Rewrite only the lines of the listing from the one containing "Exercise. Identify every instance of the puppy's tan" through the end of the listing, replacing "set a point" with "place a marker" and leaving everything else unchanged.

START

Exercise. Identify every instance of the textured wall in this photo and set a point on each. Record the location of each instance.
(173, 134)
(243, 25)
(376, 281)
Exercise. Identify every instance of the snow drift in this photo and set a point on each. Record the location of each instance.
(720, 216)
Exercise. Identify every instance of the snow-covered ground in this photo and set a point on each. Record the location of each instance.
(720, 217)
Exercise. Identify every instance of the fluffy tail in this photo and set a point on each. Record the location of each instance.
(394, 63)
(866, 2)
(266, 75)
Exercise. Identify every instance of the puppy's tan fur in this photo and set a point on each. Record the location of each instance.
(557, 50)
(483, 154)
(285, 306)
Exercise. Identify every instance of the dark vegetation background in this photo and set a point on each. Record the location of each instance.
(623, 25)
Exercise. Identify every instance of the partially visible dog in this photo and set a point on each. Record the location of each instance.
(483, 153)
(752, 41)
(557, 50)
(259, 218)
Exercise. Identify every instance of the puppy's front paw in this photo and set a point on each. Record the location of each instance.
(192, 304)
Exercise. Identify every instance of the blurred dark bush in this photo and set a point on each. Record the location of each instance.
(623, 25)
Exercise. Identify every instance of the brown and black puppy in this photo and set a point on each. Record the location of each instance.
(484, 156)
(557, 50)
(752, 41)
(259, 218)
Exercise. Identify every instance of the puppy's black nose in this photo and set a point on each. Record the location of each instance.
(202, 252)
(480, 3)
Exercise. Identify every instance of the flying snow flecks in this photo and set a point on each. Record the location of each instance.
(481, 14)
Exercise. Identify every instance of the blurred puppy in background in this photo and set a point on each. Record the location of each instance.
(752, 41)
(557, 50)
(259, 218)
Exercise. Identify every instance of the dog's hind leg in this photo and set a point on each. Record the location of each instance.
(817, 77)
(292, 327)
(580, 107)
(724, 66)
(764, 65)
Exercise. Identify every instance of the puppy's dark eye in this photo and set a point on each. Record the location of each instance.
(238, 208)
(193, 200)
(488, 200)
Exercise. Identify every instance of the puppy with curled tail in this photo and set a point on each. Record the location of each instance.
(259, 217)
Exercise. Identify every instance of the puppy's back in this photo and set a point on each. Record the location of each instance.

END

_EXERCISE RESULT_.
Exercise. Identify every instance of the puppy's tan fur in this photo and place a marker on each. Record the location of each instance.
(557, 50)
(483, 154)
(285, 306)
Exercise. Identify every instance of the dark vegetation background in this photo and place a marker on each. Record the location of each instance.
(623, 25)
Exercise. Identify every instance of the partially visible dog in this photo and place a marker on each. Record the location of each instance.
(483, 153)
(752, 41)
(557, 50)
(259, 218)
Exercise. Identify every instance of the puppy's front paw in this photo and place a marker on each. Record the location of each instance.
(192, 304)
Exercise. Identify every instance of the blurred dark bush in this photo and place a marker on each. Record the location of each instance.
(623, 25)
Exercise. Identify every instance of the brown and black puppy in this photo and place a marker on each. Record the location of each instance.
(484, 156)
(557, 50)
(752, 41)
(259, 218)
Exercise. Identify every instance of the puppy's black nose in this photo and place a marker on each. Record the location of each instance.
(202, 252)
(480, 3)
Exercise. Identify every instance of the flying snow flecks in this photo and place a marker on each. Record the location of each instance.
(481, 14)
Exercise. Identify every instance of the blurred puppy in background in this photo and place a marker on each. Record the location of each instance.
(752, 41)
(557, 50)
(259, 218)
Exercise. Identify every instance of the dog's hind leg in this photo and place a marker on each. Record the location of each instance.
(817, 77)
(292, 327)
(580, 107)
(724, 66)
(764, 65)
Exercise. Identify every instance of the puppy's dark eye in this photo and place a marker on each. Record the location of each instance.
(238, 208)
(193, 200)
(488, 200)
Exercise. Identify every instance of the puppy with curled tail in this photo and place a marker on each. Record the location of each instance.
(259, 217)
Exercise. Identify every instance of the puppy's back in this photo and place a marker on each. Record the location of each instance.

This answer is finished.